─── PROVIDED ENTRIES

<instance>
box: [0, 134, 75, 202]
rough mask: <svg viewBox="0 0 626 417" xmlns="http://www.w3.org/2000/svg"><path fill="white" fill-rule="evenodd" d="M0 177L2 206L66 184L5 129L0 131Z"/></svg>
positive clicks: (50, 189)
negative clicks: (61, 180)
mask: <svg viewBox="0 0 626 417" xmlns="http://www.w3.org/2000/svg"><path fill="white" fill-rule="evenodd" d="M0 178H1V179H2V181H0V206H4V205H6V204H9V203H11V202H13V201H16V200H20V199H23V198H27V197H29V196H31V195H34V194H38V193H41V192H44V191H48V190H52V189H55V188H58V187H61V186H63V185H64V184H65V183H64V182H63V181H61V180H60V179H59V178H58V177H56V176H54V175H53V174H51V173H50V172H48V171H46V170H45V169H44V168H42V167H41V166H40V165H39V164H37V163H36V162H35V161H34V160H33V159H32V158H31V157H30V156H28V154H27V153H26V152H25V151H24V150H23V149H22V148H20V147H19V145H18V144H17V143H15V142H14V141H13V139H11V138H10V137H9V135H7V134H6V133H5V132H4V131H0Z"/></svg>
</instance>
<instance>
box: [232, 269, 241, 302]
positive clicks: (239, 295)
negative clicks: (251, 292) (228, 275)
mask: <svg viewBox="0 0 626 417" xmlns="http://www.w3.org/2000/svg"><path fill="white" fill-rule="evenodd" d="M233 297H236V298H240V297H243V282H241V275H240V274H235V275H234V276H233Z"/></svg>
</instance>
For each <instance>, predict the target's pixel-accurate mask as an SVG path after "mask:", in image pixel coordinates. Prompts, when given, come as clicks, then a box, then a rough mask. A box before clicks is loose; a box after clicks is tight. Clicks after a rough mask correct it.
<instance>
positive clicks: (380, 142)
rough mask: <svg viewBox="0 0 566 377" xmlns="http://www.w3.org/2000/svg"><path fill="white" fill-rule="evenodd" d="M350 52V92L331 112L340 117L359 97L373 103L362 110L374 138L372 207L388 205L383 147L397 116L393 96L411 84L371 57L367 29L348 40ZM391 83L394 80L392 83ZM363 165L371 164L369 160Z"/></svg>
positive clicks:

──────

=== TASK TO CARRY OUT ===
Output as a numbered list, omitting blank lines, the lines of the items from the start of the items through the line containing "positive clicks: (50, 189)".

=== ANSWER FOR THIS EXERCISE ===
1. <instance>
2. box: [0, 134, 75, 202]
3. rough mask: <svg viewBox="0 0 626 417" xmlns="http://www.w3.org/2000/svg"><path fill="white" fill-rule="evenodd" d="M0 177L2 206L66 184L5 129L0 131Z"/></svg>
4. positive clicks: (50, 189)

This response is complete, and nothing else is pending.